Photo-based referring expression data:
···
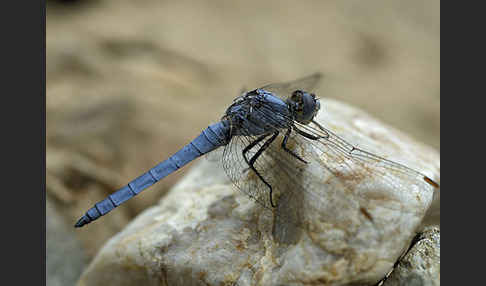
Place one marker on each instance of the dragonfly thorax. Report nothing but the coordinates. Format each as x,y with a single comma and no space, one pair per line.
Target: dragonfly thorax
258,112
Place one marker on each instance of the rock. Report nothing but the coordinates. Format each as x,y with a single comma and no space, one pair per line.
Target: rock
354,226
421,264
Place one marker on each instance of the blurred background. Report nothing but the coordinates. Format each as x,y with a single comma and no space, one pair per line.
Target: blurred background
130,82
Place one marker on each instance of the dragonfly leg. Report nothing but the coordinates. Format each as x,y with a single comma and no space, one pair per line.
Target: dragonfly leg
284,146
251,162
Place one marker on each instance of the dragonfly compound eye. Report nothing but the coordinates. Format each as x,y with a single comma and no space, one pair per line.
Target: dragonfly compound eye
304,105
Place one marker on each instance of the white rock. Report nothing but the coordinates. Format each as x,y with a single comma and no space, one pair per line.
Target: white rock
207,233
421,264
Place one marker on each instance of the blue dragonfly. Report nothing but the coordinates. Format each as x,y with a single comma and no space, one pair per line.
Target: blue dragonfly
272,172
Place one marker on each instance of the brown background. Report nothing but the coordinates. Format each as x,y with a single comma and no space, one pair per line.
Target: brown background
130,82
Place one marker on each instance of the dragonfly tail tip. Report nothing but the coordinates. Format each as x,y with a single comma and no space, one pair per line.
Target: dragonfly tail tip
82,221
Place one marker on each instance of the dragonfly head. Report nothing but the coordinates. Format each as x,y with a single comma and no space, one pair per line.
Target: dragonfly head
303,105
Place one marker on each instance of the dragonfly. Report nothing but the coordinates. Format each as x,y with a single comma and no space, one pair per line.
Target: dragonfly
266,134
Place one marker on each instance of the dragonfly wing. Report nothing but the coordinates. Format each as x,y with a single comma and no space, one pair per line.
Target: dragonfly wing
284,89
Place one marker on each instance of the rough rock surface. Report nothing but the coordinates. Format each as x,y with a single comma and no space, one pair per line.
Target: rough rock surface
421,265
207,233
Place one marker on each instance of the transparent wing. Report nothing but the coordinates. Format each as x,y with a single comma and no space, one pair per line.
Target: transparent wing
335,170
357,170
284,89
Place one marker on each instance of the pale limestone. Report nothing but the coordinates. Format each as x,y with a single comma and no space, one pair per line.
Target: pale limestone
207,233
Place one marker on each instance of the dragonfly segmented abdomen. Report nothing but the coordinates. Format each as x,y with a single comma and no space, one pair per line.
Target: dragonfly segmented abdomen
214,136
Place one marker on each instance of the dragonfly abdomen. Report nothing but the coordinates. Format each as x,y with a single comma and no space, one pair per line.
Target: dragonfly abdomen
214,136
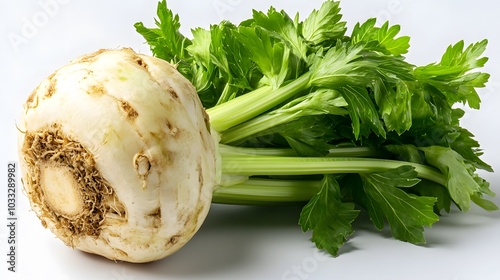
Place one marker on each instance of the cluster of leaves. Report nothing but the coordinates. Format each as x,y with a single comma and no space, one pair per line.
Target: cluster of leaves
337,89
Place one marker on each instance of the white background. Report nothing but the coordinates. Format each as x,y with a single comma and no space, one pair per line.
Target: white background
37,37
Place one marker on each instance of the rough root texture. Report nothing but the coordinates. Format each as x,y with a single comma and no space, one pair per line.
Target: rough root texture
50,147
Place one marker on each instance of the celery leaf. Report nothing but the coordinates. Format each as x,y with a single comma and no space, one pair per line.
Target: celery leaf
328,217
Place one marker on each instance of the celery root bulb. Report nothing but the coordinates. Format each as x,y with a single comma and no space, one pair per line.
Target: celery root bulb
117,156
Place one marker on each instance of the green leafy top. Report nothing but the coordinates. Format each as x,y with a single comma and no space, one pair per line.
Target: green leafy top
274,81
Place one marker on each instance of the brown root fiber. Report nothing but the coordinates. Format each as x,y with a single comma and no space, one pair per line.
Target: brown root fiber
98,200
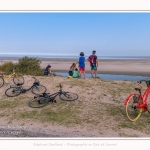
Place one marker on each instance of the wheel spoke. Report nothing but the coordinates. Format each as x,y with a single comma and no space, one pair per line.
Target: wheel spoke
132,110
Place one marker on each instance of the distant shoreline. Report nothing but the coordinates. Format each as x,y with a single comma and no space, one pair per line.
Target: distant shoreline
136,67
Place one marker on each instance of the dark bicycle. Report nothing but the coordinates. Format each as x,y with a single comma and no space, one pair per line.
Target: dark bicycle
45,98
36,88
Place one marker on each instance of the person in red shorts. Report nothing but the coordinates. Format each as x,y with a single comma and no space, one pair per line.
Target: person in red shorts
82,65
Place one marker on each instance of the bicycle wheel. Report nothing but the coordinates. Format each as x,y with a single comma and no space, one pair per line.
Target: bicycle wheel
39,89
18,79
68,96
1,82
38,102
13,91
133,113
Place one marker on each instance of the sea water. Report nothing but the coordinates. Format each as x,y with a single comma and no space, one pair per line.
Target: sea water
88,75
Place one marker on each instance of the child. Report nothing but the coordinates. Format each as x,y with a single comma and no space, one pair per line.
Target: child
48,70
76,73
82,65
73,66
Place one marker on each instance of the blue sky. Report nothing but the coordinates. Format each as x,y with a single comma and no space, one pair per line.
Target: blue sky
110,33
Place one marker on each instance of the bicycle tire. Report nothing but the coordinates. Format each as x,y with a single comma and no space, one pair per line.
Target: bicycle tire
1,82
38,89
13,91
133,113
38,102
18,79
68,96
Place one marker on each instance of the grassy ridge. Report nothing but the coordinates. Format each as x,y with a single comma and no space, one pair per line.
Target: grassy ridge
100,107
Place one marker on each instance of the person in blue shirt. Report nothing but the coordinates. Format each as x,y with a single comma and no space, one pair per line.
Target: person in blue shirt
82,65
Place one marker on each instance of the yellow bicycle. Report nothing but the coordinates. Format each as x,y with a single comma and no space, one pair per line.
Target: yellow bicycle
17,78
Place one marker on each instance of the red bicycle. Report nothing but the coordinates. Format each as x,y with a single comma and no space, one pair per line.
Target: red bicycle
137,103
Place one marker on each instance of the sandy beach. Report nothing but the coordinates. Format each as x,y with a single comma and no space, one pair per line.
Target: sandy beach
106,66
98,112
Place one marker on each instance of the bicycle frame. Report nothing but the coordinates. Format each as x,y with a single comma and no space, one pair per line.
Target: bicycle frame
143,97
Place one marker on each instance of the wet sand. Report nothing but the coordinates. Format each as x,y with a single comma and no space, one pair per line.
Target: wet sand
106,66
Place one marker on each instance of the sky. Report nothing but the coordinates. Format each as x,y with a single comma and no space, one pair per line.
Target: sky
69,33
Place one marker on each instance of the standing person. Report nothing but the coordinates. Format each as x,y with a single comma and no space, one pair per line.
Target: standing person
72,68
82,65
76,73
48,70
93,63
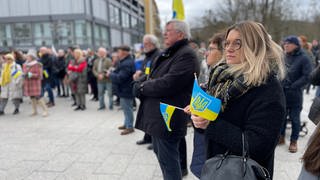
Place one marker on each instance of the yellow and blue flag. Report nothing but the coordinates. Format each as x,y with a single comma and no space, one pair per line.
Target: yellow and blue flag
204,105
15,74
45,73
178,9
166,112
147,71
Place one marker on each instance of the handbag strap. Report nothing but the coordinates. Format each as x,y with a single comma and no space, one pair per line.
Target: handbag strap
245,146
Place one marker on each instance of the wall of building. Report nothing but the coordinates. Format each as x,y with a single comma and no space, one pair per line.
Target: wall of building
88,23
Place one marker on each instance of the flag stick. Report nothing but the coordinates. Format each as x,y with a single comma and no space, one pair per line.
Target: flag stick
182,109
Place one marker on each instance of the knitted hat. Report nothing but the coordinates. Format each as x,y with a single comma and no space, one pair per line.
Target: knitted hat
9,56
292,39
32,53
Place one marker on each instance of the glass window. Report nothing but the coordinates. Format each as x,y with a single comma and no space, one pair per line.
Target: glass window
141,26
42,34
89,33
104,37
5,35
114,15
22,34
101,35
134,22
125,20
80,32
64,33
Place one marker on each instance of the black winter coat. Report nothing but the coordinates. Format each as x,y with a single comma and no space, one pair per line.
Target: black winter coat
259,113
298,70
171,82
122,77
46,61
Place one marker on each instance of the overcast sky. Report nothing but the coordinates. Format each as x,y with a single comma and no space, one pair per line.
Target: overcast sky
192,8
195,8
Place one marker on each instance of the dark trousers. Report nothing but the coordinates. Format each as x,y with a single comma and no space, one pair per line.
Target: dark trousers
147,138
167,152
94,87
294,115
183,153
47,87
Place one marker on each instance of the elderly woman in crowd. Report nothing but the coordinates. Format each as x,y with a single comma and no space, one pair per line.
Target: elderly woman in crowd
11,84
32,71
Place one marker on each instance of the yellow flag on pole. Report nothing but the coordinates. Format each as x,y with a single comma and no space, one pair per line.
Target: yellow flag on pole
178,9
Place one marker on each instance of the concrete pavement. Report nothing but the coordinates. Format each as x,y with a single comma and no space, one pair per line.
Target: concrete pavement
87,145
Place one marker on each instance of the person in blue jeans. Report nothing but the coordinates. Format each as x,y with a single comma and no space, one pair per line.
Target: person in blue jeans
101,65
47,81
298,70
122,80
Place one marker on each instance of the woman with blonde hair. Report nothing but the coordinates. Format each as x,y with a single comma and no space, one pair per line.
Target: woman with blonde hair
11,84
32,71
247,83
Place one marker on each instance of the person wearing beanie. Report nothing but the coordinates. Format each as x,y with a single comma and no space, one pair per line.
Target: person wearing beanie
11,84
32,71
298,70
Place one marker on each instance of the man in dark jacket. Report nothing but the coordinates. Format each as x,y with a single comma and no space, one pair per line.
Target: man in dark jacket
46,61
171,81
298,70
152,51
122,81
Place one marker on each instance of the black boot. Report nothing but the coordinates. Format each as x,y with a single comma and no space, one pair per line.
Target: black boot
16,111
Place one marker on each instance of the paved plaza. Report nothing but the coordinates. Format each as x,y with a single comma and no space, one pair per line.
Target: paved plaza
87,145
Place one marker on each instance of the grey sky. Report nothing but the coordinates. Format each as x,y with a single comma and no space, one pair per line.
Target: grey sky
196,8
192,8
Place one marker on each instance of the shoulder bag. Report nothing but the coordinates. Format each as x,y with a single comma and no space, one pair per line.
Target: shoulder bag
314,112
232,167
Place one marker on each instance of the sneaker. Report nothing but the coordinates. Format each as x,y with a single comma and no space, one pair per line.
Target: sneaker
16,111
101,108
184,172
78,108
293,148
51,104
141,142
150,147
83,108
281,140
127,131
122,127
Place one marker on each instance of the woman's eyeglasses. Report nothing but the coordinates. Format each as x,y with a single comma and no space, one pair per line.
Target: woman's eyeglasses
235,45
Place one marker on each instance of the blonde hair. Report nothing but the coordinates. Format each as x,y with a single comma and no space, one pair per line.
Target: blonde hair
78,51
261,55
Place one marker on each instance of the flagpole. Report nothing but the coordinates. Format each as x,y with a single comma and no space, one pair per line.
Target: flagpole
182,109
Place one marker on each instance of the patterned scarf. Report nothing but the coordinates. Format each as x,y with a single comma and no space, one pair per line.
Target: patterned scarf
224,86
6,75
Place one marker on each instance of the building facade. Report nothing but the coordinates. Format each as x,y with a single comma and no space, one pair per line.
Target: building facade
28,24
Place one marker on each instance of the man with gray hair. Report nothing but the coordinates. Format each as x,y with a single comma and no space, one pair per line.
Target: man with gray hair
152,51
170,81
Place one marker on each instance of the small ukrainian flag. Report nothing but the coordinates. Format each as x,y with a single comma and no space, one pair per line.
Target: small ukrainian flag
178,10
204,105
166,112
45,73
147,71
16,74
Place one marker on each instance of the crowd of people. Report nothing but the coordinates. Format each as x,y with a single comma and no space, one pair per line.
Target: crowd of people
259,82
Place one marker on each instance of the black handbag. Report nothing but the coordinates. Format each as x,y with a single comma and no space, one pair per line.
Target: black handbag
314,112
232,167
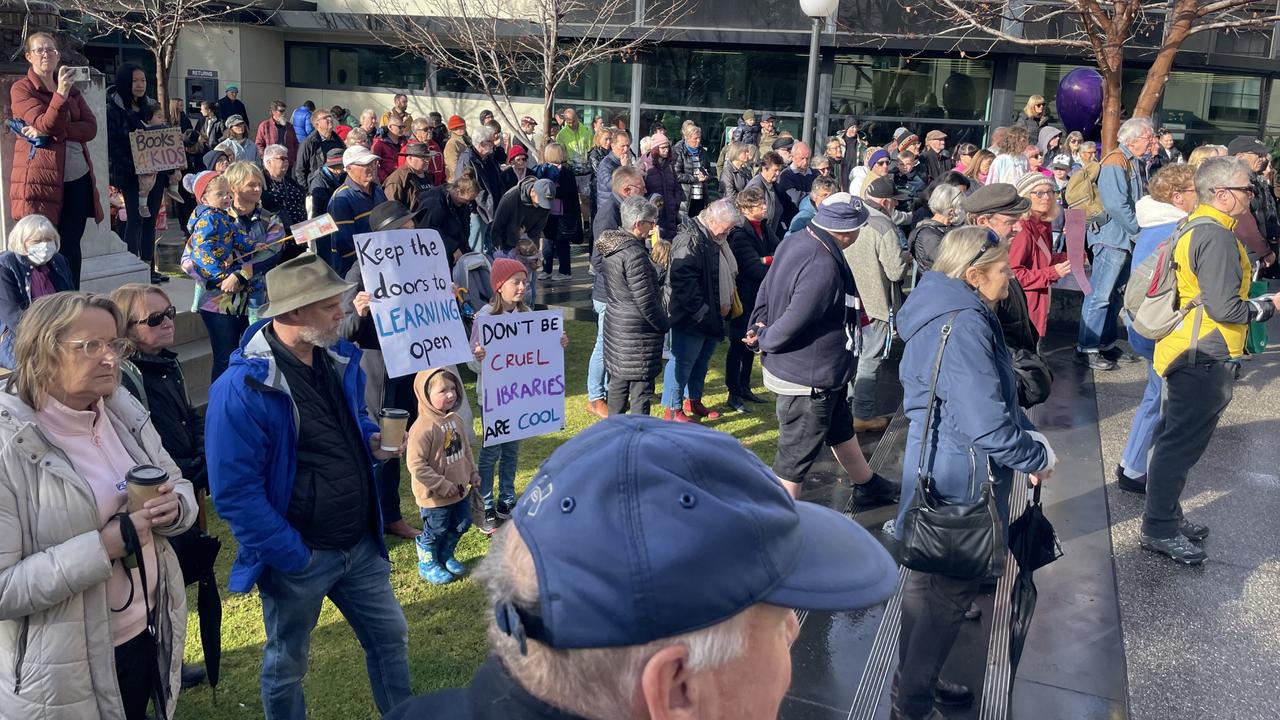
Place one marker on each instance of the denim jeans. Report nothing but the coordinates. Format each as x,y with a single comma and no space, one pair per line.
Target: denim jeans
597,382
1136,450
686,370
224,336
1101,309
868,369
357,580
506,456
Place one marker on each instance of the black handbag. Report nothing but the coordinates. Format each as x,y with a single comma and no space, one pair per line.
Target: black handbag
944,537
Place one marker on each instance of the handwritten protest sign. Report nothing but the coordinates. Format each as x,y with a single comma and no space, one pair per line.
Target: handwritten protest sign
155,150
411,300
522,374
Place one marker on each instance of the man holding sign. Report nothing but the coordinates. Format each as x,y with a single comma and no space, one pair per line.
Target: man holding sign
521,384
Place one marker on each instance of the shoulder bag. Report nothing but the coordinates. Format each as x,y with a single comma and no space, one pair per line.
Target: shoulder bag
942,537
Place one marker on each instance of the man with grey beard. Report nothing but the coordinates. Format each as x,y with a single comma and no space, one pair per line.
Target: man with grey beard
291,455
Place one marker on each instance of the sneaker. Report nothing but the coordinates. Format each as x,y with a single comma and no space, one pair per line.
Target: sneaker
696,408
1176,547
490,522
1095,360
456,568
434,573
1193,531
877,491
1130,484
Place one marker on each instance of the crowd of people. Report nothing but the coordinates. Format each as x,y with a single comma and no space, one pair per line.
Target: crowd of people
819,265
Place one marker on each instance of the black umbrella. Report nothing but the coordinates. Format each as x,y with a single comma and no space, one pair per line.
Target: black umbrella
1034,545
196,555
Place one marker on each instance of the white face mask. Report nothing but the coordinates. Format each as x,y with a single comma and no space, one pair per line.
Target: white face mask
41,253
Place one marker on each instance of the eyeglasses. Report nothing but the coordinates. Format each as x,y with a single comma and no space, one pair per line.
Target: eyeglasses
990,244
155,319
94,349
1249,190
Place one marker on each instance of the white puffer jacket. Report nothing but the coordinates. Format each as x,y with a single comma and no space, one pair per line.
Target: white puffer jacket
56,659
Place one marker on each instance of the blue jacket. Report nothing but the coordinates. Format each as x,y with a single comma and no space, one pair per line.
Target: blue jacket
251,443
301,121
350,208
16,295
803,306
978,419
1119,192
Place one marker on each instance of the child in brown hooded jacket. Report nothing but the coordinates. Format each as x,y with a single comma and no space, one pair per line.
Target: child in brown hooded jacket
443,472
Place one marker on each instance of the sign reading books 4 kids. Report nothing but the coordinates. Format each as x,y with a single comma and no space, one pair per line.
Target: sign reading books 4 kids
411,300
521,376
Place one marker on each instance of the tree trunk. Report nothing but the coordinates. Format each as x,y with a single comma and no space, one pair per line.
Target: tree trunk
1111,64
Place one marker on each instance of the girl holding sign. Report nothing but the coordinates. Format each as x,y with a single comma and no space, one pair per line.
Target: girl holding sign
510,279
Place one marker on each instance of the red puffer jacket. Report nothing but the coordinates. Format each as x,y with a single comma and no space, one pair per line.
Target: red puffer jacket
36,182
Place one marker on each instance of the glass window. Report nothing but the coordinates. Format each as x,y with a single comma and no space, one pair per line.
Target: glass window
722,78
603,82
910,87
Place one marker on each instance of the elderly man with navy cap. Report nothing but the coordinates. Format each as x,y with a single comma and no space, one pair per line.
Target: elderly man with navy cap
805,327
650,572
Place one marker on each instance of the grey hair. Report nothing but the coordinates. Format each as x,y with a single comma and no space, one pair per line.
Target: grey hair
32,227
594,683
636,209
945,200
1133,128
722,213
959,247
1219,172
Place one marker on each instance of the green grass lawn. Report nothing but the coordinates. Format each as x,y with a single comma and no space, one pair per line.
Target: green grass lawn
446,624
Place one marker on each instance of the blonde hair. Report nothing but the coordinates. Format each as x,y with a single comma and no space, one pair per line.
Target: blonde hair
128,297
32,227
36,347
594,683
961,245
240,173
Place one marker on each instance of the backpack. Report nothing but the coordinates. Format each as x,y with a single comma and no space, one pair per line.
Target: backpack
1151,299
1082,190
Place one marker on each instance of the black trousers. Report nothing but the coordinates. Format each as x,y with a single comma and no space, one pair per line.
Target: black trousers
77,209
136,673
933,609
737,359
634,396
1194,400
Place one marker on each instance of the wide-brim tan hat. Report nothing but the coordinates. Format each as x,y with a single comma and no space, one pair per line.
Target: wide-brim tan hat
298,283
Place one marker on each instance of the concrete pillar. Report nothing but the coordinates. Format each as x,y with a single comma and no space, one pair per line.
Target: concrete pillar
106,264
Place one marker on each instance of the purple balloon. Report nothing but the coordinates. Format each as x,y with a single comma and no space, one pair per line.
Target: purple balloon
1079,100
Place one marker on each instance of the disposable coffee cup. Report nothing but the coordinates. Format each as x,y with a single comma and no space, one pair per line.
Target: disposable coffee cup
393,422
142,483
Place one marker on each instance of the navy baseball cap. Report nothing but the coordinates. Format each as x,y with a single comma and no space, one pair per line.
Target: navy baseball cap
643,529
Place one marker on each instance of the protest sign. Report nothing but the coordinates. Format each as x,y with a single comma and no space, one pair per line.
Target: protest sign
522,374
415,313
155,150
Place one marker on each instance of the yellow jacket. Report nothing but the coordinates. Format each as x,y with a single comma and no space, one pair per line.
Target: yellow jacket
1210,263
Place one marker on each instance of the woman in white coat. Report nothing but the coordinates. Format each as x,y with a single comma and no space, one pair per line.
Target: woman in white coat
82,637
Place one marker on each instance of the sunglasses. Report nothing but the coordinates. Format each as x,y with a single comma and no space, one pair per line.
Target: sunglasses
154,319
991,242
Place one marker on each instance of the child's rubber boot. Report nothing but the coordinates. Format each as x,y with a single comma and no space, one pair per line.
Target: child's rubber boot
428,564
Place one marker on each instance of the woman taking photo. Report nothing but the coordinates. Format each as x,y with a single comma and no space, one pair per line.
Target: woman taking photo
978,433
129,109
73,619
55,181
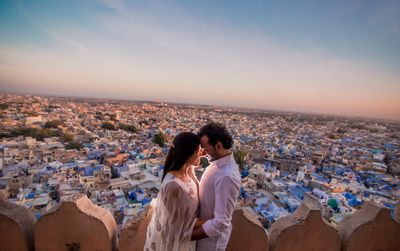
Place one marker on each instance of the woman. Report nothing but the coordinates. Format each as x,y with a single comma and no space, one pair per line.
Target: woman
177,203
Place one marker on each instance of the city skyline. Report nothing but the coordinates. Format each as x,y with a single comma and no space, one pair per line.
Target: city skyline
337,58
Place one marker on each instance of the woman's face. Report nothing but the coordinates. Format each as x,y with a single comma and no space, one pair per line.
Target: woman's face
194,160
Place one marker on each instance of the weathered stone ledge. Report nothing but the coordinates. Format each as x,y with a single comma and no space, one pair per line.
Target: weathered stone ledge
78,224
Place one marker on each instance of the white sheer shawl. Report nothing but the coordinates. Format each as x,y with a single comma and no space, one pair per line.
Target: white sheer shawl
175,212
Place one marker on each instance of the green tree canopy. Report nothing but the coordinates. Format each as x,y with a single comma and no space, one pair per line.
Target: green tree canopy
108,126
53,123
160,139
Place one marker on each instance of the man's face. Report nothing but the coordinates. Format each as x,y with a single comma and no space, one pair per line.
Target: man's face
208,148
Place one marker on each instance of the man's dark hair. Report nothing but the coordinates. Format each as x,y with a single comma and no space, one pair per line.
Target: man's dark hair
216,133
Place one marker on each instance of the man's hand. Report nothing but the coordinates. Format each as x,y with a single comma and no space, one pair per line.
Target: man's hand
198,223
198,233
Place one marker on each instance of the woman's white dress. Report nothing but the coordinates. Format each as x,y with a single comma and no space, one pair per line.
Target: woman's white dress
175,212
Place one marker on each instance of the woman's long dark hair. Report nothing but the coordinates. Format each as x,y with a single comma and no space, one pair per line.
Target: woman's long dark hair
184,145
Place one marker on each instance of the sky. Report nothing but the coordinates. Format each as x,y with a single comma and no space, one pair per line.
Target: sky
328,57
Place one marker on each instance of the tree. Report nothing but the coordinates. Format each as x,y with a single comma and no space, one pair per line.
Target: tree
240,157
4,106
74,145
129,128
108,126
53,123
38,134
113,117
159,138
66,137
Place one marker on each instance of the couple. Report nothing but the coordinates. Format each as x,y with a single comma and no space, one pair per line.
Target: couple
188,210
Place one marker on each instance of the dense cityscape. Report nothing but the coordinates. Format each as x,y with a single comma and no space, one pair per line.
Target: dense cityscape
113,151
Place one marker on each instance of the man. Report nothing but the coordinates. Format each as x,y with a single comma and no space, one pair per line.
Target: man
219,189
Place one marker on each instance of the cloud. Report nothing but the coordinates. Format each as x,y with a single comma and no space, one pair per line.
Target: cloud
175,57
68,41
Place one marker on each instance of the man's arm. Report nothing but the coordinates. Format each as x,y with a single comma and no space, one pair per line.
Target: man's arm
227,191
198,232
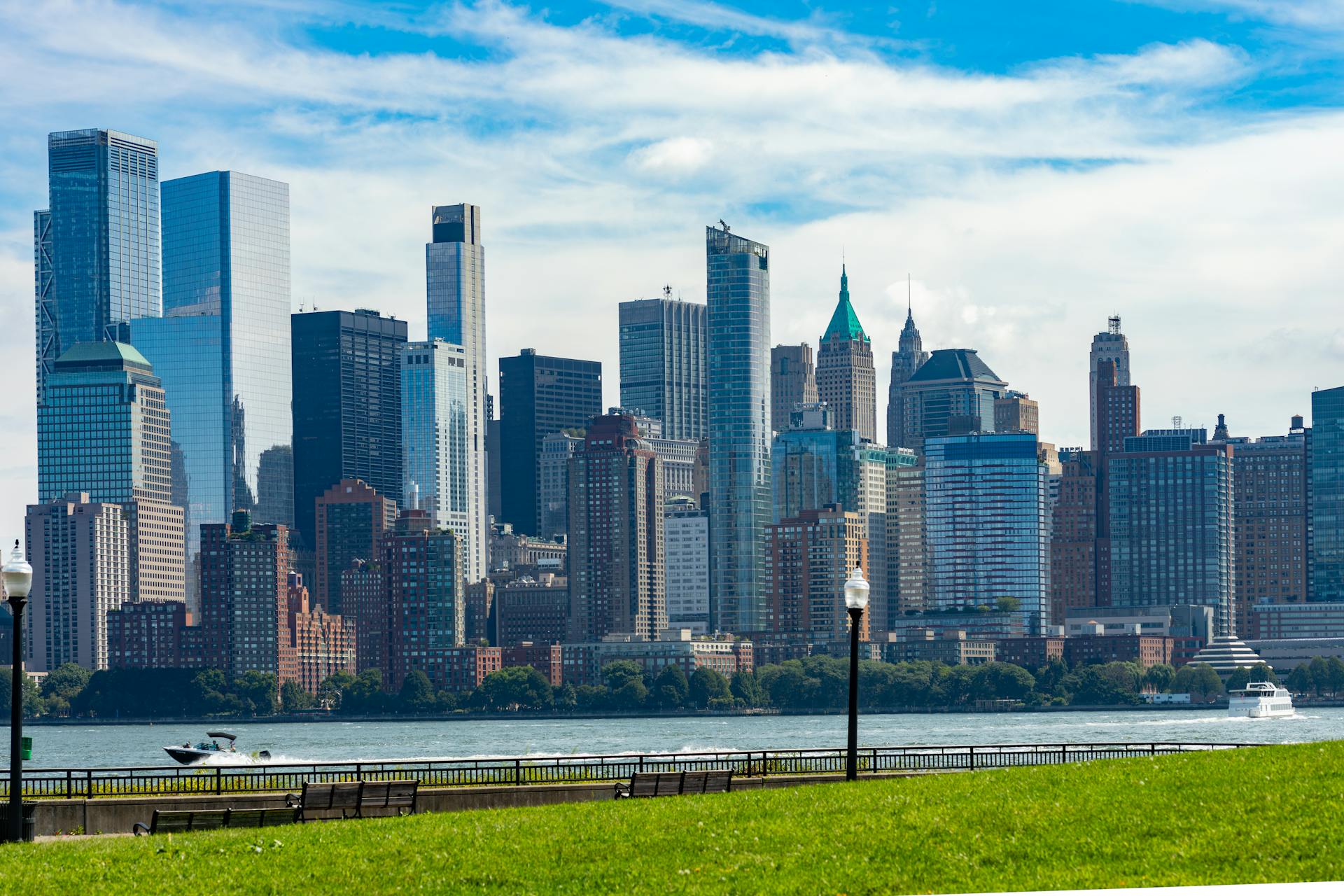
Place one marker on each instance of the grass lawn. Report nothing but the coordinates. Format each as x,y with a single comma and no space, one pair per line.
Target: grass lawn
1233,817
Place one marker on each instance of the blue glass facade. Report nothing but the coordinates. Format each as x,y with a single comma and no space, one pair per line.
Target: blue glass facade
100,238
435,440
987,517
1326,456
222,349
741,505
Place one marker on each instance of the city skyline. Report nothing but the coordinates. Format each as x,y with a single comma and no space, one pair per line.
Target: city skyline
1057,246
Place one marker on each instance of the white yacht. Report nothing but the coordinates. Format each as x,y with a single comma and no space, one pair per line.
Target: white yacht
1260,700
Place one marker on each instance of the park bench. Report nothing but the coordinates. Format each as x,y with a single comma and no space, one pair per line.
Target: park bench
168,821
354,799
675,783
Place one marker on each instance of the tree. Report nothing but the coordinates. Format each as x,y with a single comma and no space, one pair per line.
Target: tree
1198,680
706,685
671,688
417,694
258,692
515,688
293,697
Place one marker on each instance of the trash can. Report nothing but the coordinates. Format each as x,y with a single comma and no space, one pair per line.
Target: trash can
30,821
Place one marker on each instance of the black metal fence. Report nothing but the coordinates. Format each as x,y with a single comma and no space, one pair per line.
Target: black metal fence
···
Which lines of the records above contain the word "metal"? Report each one in full.

Result for this task:
Place one marker on each instance of the black metal fence. Report nothing but the coordinates. Format each as x,y with a single comma and no space, one pair per line.
Target: black metal fence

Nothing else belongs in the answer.